- **INSTRUÇÕES DO EXERCÍCIO**
(1) Com base no excerto, responda a cada pergunta, indicando a letra correspondente:
(a) Segundo a citação de Calasso, em que está a culpa dos homens?
(b) Quem assina a tradução de K.?
(c) A que obra de Walser serve também o comentário de Musil?
(2) Indique se cada afirmação concorda com o excerto e justifique com as palavras exatas do texto:
(a) Segundo a citação de Calasso, a culpa dos homens consiste em terem comido o fruto da Árvore do Conhecimento do bem e do mal.
(b) A expulsão do paraíso tornou os homens incapazes de comer da Árvore da Vida.
(c) O comentário de Musil citado por Calasso incide sobre O Desaparecido.

- **EXCERTO DO TEXTO**
══════════
Os homens estão convencidos de que foram expulsos desse lugar [o paraíso] por terem comido o fruto da Árvore do Conhecimento do bem e do mal. Mas é uma ilusão. Não é essa a culpa dos homens. A culpa dos homens está no facto de ainda não terem comido da Árvore da Vida. A expulsão do paraíso foi um pretexto para o impedir. Vivemos no pecado não porque fomos expulsos do paraíso, mas porque essa expulsão nos tornou incapazes de realizar um gesto: comer da Árvore da Vida. Roberto Calasso, K . Tradução de José J. C. Serra.

Igreja

Roberto Calasso cita em K. um comentário de Musil sobre O Desaparecido. Musil diz que o romance de Kafka é regido por «aquele sentimento das orações fervorosas das crianças e tem algo do escrúpulo irrequieto dos trabalhos para casa bem feitos.» O comentário também serve como uma luva às Redacções de Fritz Kocher , de Walser.  Karl Rossmann, Fritz Kocher, Franz Kafka.  Roberto Calasso, Robert Musil, Robert Walser.  E todos os santos e santas da nossa sagrada igreja.
══════════
- **DADOS BRUTOS**
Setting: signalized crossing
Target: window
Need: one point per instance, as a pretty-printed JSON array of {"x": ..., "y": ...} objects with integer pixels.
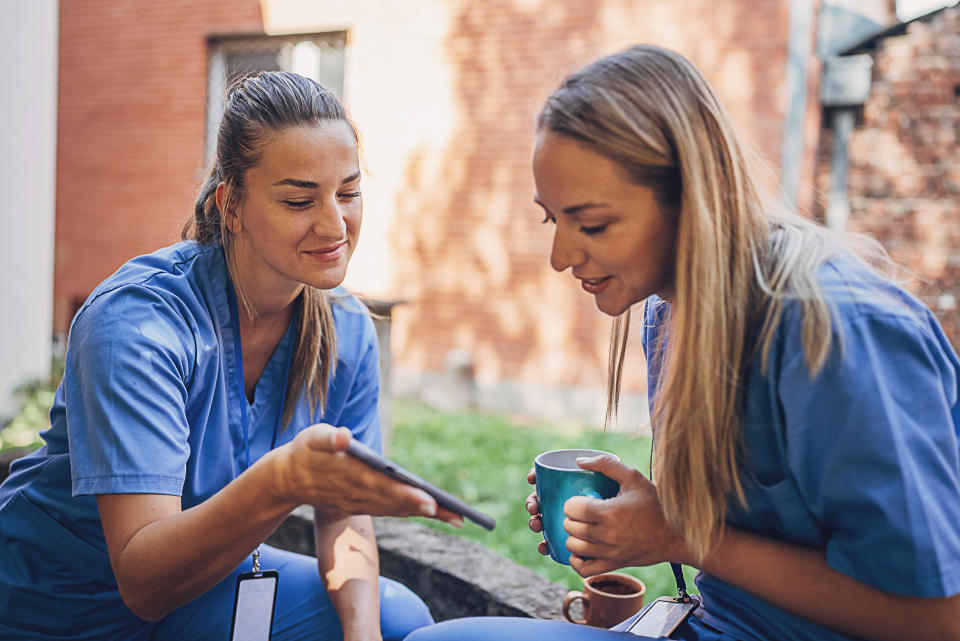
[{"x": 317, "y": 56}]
══════════
- **SOLUÇÕES**
(1)
(a) No facto de ainda não terem comido da Árvore da Vida.
(b) José J. C. Serra.
(c) Às Redacções de Fritz Kocher.

(2)
(a) Não: «Não é essa a culpa dos homens.»
(b) Sim: «essa expulsão nos tornou incapazes de realizar um gesto: comer da Árvore da Vida.»
(c) Sim: «um comentário de Musil sobre O Desaparecido.»